COMPLETE THE FOLLOWING:
[1] In the tkrzw build instructions below, decide whether each statement agrees with the text: (a) the default configure run selects the tkrzw backend; (b) configuring with the Tokyo Cabinet backend fails; (c) the system runs Red Hat Enterprise Linux release 9. For each, answer yes or no and quote the deciding words.
[2] List every web address that appears in the tkrzw build instructions below.
[3] Duplicate the part of the tkrzw build instructions below that lies between "- The TKRZW" and "automake tool chain.", inclusive.

SELECTED PASSAGE:
Instructions for tkrzw issue
- Run the following commands:
wget https://dbmx.net/tokyocabinet/tokyocabinet-1.4.48.tar.gz
tar xvf tokyocabinet-1.4.48.tar.gz
cd tokyocabinet-1.4.48
./configure
make -j2
git clone https://github.com/estraier/tkrzw.git
cd tkrzw
./configure
make -j2
wget https://github.com/zevv/duc/archive/refs/tags/v1.5.0-rc1.tar.gz
tar xvf v1.5.0-rc1.tar.gz
cd duc-1.5.0-rc1
# There's no configure in the tar.gz, so I have to build it:
aclocal
autoreconf -i
- A default config results in:
$ export PKG_CONFIG_PATH="../tkzrw:../tokyocabinet-1.4.48:/usr/lib/pkgconfig"
$ ./configure
[SNIP]
Selected backend tkrzw
checking for tkrzw_get_last_status in -ltkrzw... no
configure: error: Unable to find tkrzw
- If I try to use tokyocabinet:
./configure --with-db-backend=tokyocabinet
Everything works correctly. The PKG_CONFIG_PATH is needed in step 2 otherwise it won't compile.
- The TKRZW doesn't seem to have the appropriate variables that Tokyo Cabinet does:
$ ./configure --help | grep TK
$ ./configure --help | grep TC
TC_CFLAGS C compiler flags for TC, overriding pkg-config
TC_LIBS linker flags for TC, overriding pkg-config
$ cat /etc/issue
Red Hat Enterprise Linux release 8.10 (Ootpa)
Since there isn't a configure in the release tarball, this maybe something to do with my automake tool chain.

AVAILABLE DATA:
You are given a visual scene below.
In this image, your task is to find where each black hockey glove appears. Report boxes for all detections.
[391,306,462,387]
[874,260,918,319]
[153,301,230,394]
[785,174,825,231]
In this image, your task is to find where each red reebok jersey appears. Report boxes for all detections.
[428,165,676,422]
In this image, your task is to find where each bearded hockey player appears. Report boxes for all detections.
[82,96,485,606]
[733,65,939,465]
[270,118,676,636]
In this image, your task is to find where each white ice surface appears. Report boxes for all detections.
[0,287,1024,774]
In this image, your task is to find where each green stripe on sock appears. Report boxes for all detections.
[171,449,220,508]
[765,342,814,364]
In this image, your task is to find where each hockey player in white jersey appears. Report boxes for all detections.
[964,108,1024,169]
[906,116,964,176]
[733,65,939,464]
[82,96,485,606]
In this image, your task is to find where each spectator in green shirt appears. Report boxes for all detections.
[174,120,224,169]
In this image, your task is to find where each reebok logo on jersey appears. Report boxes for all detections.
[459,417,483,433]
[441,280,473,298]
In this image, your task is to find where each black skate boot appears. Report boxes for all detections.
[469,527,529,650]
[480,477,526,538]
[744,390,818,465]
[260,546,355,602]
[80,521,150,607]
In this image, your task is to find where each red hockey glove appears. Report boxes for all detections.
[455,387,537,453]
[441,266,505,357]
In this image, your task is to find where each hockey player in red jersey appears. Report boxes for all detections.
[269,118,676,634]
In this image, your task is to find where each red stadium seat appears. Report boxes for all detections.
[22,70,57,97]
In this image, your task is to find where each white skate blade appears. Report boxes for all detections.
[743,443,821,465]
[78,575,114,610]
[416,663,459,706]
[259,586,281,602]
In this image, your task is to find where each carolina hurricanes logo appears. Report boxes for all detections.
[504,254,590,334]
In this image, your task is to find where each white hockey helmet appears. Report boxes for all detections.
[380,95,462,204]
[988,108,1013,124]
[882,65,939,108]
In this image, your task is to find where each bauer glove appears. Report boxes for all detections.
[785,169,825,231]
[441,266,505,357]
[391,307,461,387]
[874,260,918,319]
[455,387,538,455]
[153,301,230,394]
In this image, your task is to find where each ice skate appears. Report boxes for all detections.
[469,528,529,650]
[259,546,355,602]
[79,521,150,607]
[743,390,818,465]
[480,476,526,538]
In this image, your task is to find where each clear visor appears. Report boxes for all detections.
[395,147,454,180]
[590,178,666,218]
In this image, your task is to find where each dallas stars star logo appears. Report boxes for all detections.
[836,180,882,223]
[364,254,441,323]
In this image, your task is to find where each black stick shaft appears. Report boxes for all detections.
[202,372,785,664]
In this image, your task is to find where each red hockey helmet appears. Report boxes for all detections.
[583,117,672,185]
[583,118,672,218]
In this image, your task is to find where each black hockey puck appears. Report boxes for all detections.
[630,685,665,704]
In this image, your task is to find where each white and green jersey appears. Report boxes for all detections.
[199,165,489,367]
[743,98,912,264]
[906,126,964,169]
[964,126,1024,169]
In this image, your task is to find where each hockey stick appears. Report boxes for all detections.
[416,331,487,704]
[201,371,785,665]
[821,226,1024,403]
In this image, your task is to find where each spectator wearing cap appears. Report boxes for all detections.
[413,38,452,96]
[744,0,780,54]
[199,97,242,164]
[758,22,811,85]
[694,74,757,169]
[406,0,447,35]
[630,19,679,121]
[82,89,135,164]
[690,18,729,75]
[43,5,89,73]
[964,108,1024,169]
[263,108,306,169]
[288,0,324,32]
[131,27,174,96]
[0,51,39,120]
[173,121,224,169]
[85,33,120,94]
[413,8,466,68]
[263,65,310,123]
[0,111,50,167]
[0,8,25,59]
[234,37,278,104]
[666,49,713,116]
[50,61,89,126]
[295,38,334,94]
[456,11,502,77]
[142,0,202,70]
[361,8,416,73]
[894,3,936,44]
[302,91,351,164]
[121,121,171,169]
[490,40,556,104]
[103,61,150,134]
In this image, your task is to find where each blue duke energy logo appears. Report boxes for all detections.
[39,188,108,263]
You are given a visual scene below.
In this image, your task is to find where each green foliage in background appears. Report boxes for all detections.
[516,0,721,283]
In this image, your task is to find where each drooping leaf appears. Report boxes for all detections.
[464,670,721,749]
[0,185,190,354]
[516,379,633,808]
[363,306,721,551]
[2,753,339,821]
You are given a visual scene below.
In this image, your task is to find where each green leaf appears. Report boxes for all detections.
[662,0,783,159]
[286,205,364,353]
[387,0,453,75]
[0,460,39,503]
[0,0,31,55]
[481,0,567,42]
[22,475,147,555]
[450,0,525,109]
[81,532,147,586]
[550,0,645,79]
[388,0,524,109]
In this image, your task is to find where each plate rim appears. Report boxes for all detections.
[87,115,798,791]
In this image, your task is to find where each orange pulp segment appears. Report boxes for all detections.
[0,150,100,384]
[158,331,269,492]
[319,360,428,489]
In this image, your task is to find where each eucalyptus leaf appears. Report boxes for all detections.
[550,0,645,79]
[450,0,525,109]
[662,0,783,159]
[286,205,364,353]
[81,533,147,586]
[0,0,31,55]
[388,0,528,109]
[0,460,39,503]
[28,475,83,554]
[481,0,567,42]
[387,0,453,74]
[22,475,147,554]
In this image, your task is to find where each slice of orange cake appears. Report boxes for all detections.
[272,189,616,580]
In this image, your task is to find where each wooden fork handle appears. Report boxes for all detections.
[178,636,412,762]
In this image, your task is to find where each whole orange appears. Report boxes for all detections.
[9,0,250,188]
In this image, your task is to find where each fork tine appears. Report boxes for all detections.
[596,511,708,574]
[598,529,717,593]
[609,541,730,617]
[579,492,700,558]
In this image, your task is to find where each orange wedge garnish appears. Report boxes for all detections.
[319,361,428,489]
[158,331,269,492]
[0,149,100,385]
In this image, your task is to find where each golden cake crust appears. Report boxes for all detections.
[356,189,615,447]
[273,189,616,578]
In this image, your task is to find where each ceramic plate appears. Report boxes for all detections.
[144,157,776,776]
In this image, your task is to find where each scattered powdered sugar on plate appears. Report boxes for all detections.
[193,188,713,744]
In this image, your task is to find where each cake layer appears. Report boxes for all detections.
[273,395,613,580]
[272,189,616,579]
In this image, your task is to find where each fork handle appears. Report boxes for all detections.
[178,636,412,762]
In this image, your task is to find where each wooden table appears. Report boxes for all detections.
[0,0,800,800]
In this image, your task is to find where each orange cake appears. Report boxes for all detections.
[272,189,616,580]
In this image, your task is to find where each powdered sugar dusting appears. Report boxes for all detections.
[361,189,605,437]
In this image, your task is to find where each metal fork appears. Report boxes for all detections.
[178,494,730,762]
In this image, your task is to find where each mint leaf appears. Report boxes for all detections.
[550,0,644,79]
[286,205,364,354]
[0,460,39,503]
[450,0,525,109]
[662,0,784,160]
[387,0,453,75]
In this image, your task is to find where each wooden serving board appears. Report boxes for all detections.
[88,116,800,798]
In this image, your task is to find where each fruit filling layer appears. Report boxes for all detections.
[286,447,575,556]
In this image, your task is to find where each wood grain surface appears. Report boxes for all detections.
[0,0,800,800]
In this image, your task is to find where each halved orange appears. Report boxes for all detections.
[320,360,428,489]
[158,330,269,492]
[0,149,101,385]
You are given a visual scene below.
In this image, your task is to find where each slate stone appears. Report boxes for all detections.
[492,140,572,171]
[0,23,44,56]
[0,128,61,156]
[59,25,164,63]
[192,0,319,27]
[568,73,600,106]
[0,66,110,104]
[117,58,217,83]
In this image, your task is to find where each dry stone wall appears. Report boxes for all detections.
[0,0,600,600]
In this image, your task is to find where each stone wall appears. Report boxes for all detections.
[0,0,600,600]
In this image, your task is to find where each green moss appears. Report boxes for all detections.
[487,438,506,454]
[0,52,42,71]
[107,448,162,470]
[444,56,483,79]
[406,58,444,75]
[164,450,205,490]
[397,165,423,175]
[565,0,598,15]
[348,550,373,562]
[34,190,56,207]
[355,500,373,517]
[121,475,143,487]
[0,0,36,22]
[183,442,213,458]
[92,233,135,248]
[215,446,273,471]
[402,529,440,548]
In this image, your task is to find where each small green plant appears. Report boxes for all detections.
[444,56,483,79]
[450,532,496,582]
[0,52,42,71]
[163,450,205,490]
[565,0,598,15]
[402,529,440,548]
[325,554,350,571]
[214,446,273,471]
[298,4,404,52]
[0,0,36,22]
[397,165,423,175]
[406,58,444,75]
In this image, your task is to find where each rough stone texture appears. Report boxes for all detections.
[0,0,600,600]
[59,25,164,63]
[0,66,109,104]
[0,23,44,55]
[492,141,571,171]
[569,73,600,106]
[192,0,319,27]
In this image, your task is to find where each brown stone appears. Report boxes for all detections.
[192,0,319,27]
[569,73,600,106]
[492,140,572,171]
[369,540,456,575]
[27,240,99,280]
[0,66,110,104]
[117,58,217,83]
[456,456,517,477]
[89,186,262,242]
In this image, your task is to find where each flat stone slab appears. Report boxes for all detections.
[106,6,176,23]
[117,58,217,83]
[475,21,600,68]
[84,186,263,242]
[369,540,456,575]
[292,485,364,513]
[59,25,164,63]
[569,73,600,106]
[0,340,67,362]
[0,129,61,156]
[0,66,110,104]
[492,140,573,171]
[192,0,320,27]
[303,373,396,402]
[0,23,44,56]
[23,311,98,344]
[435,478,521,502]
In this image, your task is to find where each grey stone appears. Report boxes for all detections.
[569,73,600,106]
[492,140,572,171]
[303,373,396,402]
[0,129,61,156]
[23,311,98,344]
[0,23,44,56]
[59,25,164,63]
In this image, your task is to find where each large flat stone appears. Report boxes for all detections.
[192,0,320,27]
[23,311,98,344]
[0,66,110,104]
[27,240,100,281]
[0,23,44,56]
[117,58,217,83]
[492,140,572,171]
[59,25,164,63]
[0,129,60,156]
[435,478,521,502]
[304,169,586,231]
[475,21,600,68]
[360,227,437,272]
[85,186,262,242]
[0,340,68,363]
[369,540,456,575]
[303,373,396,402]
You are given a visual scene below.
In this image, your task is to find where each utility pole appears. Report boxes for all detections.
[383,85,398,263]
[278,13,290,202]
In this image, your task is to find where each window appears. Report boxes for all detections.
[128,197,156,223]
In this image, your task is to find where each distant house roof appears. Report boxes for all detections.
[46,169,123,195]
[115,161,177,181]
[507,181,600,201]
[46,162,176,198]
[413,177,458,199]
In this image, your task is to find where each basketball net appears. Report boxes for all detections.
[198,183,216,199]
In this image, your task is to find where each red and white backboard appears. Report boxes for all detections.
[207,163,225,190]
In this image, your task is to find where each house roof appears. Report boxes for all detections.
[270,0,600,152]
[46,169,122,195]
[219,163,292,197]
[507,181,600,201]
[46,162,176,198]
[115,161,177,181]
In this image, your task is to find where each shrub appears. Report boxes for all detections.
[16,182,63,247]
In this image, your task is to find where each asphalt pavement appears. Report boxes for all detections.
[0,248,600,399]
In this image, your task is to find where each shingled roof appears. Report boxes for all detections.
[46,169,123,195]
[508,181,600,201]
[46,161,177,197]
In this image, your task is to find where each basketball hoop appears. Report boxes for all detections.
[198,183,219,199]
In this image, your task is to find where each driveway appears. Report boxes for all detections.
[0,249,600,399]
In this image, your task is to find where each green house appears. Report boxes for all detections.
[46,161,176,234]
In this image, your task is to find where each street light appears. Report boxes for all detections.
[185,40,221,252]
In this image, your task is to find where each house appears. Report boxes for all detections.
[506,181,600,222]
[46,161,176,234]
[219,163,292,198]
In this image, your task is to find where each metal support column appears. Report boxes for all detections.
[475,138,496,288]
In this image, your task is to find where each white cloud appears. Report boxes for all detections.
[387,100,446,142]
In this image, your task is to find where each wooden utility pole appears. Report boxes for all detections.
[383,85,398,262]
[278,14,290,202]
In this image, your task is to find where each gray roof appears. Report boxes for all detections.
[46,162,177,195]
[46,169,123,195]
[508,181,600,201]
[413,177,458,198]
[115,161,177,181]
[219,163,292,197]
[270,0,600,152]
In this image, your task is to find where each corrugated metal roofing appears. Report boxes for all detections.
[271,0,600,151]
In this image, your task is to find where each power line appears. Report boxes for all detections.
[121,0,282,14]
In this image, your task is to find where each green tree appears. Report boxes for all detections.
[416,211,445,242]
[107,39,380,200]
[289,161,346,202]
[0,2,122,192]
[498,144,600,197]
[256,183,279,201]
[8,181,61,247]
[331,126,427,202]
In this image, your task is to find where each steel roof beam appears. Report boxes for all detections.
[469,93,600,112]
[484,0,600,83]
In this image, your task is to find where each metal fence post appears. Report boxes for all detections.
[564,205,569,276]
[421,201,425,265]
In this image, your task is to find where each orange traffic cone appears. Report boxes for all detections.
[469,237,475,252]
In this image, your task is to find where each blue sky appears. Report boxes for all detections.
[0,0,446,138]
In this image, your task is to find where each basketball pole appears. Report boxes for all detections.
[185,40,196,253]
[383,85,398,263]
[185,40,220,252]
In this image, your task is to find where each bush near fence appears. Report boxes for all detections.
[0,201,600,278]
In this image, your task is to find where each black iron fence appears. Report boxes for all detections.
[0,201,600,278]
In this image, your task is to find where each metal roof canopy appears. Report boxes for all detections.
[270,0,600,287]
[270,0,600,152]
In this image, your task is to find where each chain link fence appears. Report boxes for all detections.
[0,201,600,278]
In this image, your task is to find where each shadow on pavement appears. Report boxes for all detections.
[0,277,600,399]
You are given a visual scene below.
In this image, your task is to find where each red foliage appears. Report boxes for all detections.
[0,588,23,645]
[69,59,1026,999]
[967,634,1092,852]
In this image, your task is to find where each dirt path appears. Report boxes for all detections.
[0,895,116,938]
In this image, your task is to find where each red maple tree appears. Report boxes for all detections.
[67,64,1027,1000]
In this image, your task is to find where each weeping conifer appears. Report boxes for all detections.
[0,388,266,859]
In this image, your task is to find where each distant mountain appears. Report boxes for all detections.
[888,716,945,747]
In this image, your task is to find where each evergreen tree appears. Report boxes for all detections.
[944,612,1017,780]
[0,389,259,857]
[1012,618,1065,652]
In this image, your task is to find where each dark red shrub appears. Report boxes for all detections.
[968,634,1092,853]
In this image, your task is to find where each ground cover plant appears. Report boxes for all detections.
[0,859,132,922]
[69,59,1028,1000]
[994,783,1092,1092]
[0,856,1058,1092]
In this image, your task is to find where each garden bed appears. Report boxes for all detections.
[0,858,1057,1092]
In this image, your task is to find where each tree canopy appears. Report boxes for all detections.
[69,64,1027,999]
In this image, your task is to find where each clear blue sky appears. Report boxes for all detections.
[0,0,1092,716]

ANSWERS TO THE TASKS:
[1]
(a) Yes: "Selected backend tkrzw"
(b) No: "Everything works correctly."
(c) No: "Red Hat Enterprise Linux release 8.10 (Ootpa)"

[2]
https://dbmx.net/tokyocabinet/tokyocabinet-1.4.48.tar.gz
https://github.com/estraier/tkrzw.git
https://github.com/zevv/duc/archive/refs/tags/v1.5.0-rc1.tar.gz

[3]
- The TKRZW doesn't seem to have the appropriate variables that Tokyo Cabinet does:
$ ./configure --help | grep TK
$ ./configure --help | grep TC
TC_CFLAGS C compiler flags for TC, overriding pkg-config
TC_LIBS linker flags for TC, overriding pkg-config
$ cat /etc/issue
Red Hat Enterprise Linux release 8.10 (Ootpa)
Since there isn't a configure in the release tarball, this maybe something to do with my automake tool chain.